>> Start INFORMATION SHOWN
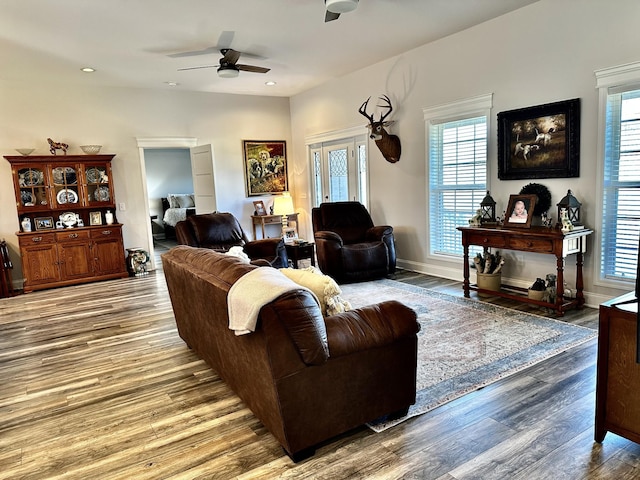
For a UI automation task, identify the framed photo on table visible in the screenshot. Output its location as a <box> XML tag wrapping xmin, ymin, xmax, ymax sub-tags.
<box><xmin>253</xmin><ymin>200</ymin><xmax>267</xmax><ymax>215</ymax></box>
<box><xmin>242</xmin><ymin>140</ymin><xmax>289</xmax><ymax>197</ymax></box>
<box><xmin>33</xmin><ymin>217</ymin><xmax>55</xmax><ymax>230</ymax></box>
<box><xmin>498</xmin><ymin>98</ymin><xmax>580</xmax><ymax>180</ymax></box>
<box><xmin>504</xmin><ymin>195</ymin><xmax>538</xmax><ymax>228</ymax></box>
<box><xmin>89</xmin><ymin>212</ymin><xmax>102</xmax><ymax>225</ymax></box>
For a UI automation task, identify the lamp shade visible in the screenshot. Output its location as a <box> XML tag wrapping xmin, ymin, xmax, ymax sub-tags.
<box><xmin>325</xmin><ymin>0</ymin><xmax>358</xmax><ymax>13</ymax></box>
<box><xmin>273</xmin><ymin>192</ymin><xmax>293</xmax><ymax>216</ymax></box>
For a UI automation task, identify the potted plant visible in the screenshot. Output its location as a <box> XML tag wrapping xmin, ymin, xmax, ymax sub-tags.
<box><xmin>473</xmin><ymin>252</ymin><xmax>504</xmax><ymax>292</ymax></box>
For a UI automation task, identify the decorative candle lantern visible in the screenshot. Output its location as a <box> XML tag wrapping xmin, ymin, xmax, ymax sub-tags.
<box><xmin>557</xmin><ymin>190</ymin><xmax>582</xmax><ymax>225</ymax></box>
<box><xmin>480</xmin><ymin>190</ymin><xmax>496</xmax><ymax>223</ymax></box>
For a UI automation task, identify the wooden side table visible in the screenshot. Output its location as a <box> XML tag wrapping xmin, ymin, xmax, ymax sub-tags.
<box><xmin>251</xmin><ymin>213</ymin><xmax>298</xmax><ymax>240</ymax></box>
<box><xmin>285</xmin><ymin>243</ymin><xmax>316</xmax><ymax>268</ymax></box>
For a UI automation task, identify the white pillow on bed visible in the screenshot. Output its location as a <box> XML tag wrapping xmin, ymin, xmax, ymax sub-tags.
<box><xmin>167</xmin><ymin>193</ymin><xmax>196</xmax><ymax>208</ymax></box>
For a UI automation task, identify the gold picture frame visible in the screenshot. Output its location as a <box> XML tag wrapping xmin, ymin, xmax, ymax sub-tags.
<box><xmin>89</xmin><ymin>212</ymin><xmax>102</xmax><ymax>225</ymax></box>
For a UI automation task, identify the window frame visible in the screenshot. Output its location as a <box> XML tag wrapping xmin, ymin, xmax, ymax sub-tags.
<box><xmin>593</xmin><ymin>62</ymin><xmax>640</xmax><ymax>290</ymax></box>
<box><xmin>422</xmin><ymin>94</ymin><xmax>493</xmax><ymax>263</ymax></box>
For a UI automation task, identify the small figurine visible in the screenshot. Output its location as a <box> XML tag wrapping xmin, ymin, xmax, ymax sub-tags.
<box><xmin>469</xmin><ymin>209</ymin><xmax>482</xmax><ymax>227</ymax></box>
<box><xmin>47</xmin><ymin>138</ymin><xmax>69</xmax><ymax>155</ymax></box>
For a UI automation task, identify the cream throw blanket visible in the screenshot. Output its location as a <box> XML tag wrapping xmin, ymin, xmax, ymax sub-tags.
<box><xmin>227</xmin><ymin>267</ymin><xmax>320</xmax><ymax>335</ymax></box>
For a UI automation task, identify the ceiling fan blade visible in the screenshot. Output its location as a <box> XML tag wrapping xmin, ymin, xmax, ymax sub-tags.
<box><xmin>220</xmin><ymin>48</ymin><xmax>240</xmax><ymax>65</ymax></box>
<box><xmin>167</xmin><ymin>47</ymin><xmax>219</xmax><ymax>58</ymax></box>
<box><xmin>178</xmin><ymin>65</ymin><xmax>220</xmax><ymax>72</ymax></box>
<box><xmin>236</xmin><ymin>63</ymin><xmax>271</xmax><ymax>73</ymax></box>
<box><xmin>324</xmin><ymin>10</ymin><xmax>340</xmax><ymax>23</ymax></box>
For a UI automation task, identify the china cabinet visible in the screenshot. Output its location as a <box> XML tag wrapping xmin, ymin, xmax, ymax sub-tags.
<box><xmin>4</xmin><ymin>155</ymin><xmax>128</xmax><ymax>292</ymax></box>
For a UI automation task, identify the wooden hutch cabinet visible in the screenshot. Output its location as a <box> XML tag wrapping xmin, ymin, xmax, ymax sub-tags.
<box><xmin>4</xmin><ymin>155</ymin><xmax>128</xmax><ymax>293</ymax></box>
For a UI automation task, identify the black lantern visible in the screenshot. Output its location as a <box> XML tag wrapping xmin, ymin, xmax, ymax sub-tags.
<box><xmin>480</xmin><ymin>190</ymin><xmax>496</xmax><ymax>223</ymax></box>
<box><xmin>558</xmin><ymin>190</ymin><xmax>582</xmax><ymax>225</ymax></box>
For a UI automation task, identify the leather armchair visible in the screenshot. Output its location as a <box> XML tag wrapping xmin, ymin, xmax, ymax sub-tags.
<box><xmin>311</xmin><ymin>202</ymin><xmax>396</xmax><ymax>283</ymax></box>
<box><xmin>176</xmin><ymin>212</ymin><xmax>289</xmax><ymax>268</ymax></box>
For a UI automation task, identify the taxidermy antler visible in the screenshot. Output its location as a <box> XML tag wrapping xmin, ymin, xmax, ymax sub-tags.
<box><xmin>358</xmin><ymin>95</ymin><xmax>402</xmax><ymax>163</ymax></box>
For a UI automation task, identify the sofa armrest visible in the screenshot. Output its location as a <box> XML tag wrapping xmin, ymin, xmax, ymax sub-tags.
<box><xmin>261</xmin><ymin>290</ymin><xmax>329</xmax><ymax>365</ymax></box>
<box><xmin>325</xmin><ymin>300</ymin><xmax>420</xmax><ymax>358</ymax></box>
>> End INFORMATION SHOWN
=== STATED TASK ===
Put every line of the entries above into a numbered list, skipping blank lines and leaving out the pictures.

=== RESPONSE TO THE TASK ===
1. For a UI automation task, identify the framed photo on table visible in the screenshot. Output its location as a <box> XML tag wrapping xmin, ymin, xmax, ymax sub-tags.
2. <box><xmin>253</xmin><ymin>200</ymin><xmax>267</xmax><ymax>215</ymax></box>
3. <box><xmin>242</xmin><ymin>140</ymin><xmax>289</xmax><ymax>197</ymax></box>
4. <box><xmin>33</xmin><ymin>217</ymin><xmax>55</xmax><ymax>230</ymax></box>
5. <box><xmin>498</xmin><ymin>98</ymin><xmax>580</xmax><ymax>180</ymax></box>
6. <box><xmin>504</xmin><ymin>195</ymin><xmax>538</xmax><ymax>228</ymax></box>
7. <box><xmin>89</xmin><ymin>212</ymin><xmax>102</xmax><ymax>225</ymax></box>
8. For a UI automation task, identify the lamp shade visible in the screenshot. Output its location as a <box> XML tag wrapping xmin, ymin, xmax, ymax sub-tags.
9. <box><xmin>325</xmin><ymin>0</ymin><xmax>358</xmax><ymax>13</ymax></box>
10. <box><xmin>273</xmin><ymin>192</ymin><xmax>293</xmax><ymax>216</ymax></box>
11. For a UI automation task, identify the potted plant visible in the screenshot. Output its location as a <box> XML tag wrapping xmin, ymin, xmax, ymax sub-tags.
12. <box><xmin>473</xmin><ymin>252</ymin><xmax>504</xmax><ymax>292</ymax></box>
13. For a UI automation task, identify the decorative candle lantern visible in the screenshot. Output its location as a <box> XML tag wrapping xmin, ymin, xmax, ymax sub-tags.
14. <box><xmin>557</xmin><ymin>190</ymin><xmax>582</xmax><ymax>225</ymax></box>
15. <box><xmin>480</xmin><ymin>190</ymin><xmax>496</xmax><ymax>223</ymax></box>
16. For a UI automation task, identify the wooden side table visible in the screenshot. Output its location as a <box> XML tag wrapping xmin, ymin, xmax, ymax sub-tags.
17. <box><xmin>251</xmin><ymin>213</ymin><xmax>298</xmax><ymax>240</ymax></box>
18. <box><xmin>285</xmin><ymin>243</ymin><xmax>316</xmax><ymax>268</ymax></box>
19. For a UI automation task, identify the white pillow on bed visible in the screenshot. Output its location as a <box> XML tag wrapping xmin, ymin, xmax, ymax sub-tags.
20. <box><xmin>167</xmin><ymin>193</ymin><xmax>196</xmax><ymax>208</ymax></box>
21. For a UI automation task, identify the gold picture frame visible in the screenshot. Output its location as a <box> XML tag wrapping xmin, ymin, xmax, ymax sub-tags.
22. <box><xmin>89</xmin><ymin>212</ymin><xmax>102</xmax><ymax>225</ymax></box>
23. For a UI automation task, identify the window frame visible in the screenshot. Output its location as a <box> XML tag wrapping xmin, ymin, xmax, ymax sub-tags.
24. <box><xmin>593</xmin><ymin>62</ymin><xmax>640</xmax><ymax>290</ymax></box>
25. <box><xmin>422</xmin><ymin>94</ymin><xmax>493</xmax><ymax>263</ymax></box>
26. For a UI automation task, identify the small figurine visible in the screenshot. Output its location as a <box> XML tag wrapping xmin, ymin, xmax, ymax sub-tags.
27. <box><xmin>469</xmin><ymin>209</ymin><xmax>482</xmax><ymax>227</ymax></box>
28. <box><xmin>47</xmin><ymin>138</ymin><xmax>69</xmax><ymax>155</ymax></box>
29. For a UI automation task, identify the cream throw blanket visible in the screenshot. Output its location as a <box> XML tag wrapping xmin, ymin, xmax, ymax sub-tags.
30. <box><xmin>227</xmin><ymin>267</ymin><xmax>320</xmax><ymax>335</ymax></box>
31. For a UI automation task, identify the ceiling fan blade visible in the screenshot. Output its location as a <box> XML tag wrapping xmin, ymin, xmax, ymax sub-tags.
32. <box><xmin>220</xmin><ymin>48</ymin><xmax>240</xmax><ymax>65</ymax></box>
33. <box><xmin>167</xmin><ymin>47</ymin><xmax>219</xmax><ymax>58</ymax></box>
34. <box><xmin>178</xmin><ymin>65</ymin><xmax>220</xmax><ymax>72</ymax></box>
35. <box><xmin>236</xmin><ymin>63</ymin><xmax>271</xmax><ymax>73</ymax></box>
36. <box><xmin>324</xmin><ymin>10</ymin><xmax>340</xmax><ymax>23</ymax></box>
37. For a UI automation task, identify the china cabinet visible in the screenshot. Output its location as a <box> XML tag wrapping xmin, ymin, xmax, ymax sub-tags.
38. <box><xmin>4</xmin><ymin>155</ymin><xmax>128</xmax><ymax>292</ymax></box>
39. For a UI automation task, identify the wooden hutch cabinet visible in the screenshot. Output its location as a <box> XML tag wrapping xmin, ymin, xmax, ymax sub-tags.
40. <box><xmin>4</xmin><ymin>155</ymin><xmax>128</xmax><ymax>293</ymax></box>
41. For a UI automation task, identify the black lantern visible in the screenshot. Output its location as a <box> XML tag wrapping xmin, ymin, xmax, ymax sub-tags.
42. <box><xmin>480</xmin><ymin>190</ymin><xmax>496</xmax><ymax>223</ymax></box>
43. <box><xmin>558</xmin><ymin>190</ymin><xmax>582</xmax><ymax>225</ymax></box>
44. For a UI automation task, identify the leather armchair visible in the screenshot. Output its location as a <box> XML tag wrapping xmin, ymin, xmax, ymax sub-tags.
45. <box><xmin>311</xmin><ymin>202</ymin><xmax>396</xmax><ymax>283</ymax></box>
46. <box><xmin>176</xmin><ymin>212</ymin><xmax>289</xmax><ymax>268</ymax></box>
47. For a UI automation task, identify the taxidermy antler visible in the screenshot. Output its location as a <box> XML tag wrapping xmin, ymin, xmax, ymax sub-tags.
48. <box><xmin>358</xmin><ymin>95</ymin><xmax>402</xmax><ymax>163</ymax></box>
49. For a UI automation task, identify the sofa armrest visible in the screenshot. Output its location as a <box> XML tag wrapping xmin, ymin, xmax, ymax sub-tags.
50. <box><xmin>261</xmin><ymin>290</ymin><xmax>329</xmax><ymax>365</ymax></box>
51. <box><xmin>325</xmin><ymin>300</ymin><xmax>420</xmax><ymax>358</ymax></box>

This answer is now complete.